DIRECTIONS
Set the data down again, exactly as it appears below.

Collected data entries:
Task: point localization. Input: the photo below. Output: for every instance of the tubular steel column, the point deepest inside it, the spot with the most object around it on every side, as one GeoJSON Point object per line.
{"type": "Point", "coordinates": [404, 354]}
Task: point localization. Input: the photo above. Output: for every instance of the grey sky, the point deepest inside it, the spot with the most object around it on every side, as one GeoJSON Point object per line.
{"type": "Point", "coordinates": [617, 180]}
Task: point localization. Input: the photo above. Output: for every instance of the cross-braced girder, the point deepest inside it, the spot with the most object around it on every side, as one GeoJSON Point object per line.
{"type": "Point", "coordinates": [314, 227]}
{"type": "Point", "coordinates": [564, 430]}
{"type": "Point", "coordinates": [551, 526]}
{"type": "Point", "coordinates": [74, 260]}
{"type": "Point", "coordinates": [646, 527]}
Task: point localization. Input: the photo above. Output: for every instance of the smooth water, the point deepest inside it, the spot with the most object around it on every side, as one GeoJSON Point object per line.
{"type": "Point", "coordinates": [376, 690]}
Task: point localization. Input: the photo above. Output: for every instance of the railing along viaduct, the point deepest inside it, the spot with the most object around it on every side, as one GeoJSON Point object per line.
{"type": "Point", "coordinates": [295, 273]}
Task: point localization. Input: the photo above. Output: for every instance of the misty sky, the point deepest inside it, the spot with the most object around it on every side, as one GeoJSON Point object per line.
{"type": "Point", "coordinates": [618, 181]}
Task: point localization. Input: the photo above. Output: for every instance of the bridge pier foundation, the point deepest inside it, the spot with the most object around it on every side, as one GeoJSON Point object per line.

EXERCISE ANSWER
Task: point localization. Input: the photo below. Output: for every instance of the tubular steel column, the point deepest inside it, the spot with the most object around it on every side, as one GeoJSON Point object per line.
{"type": "Point", "coordinates": [404, 354]}
Task: point localization. Input: the photo above. Output: for every instance of the grey sky, the point deepest inside it, the spot with the most object around it on every side, as one GeoJSON Point object per line.
{"type": "Point", "coordinates": [617, 180]}
Task: point localization. Input: the photo above. Output: for every instance of the cross-braced girder, the point deepest inside it, the spot with the most object around it on every side, as one GeoJSON Point object per line.
{"type": "Point", "coordinates": [314, 227]}
{"type": "Point", "coordinates": [564, 430]}
{"type": "Point", "coordinates": [551, 526]}
{"type": "Point", "coordinates": [74, 260]}
{"type": "Point", "coordinates": [646, 527]}
Task: point localization. Input: the photo above. Output: for every instance of the smooth water, the point deepest inside it, the spot with the most object around it on every side, as one GeoJSON Point object per line.
{"type": "Point", "coordinates": [376, 690]}
Task: point localization. Input: the photo above. Output: for every instance of the railing along viaduct, the point deepest inside it, the spot with the most object around it on every side, as one GeoJSON Point object per line.
{"type": "Point", "coordinates": [295, 273]}
Task: point localization. Input: the photo above. Output: for every instance of the misty sky, the point deepest inside it, the spot with the most object around it on every side, as one GeoJSON Point object per line.
{"type": "Point", "coordinates": [618, 181]}
Task: point localization. Input: the photo above. Output: for every instance of the bridge pier foundation, the point deepest inside it, the spot with the most object around it on every side, as one GeoJSON Point object per line.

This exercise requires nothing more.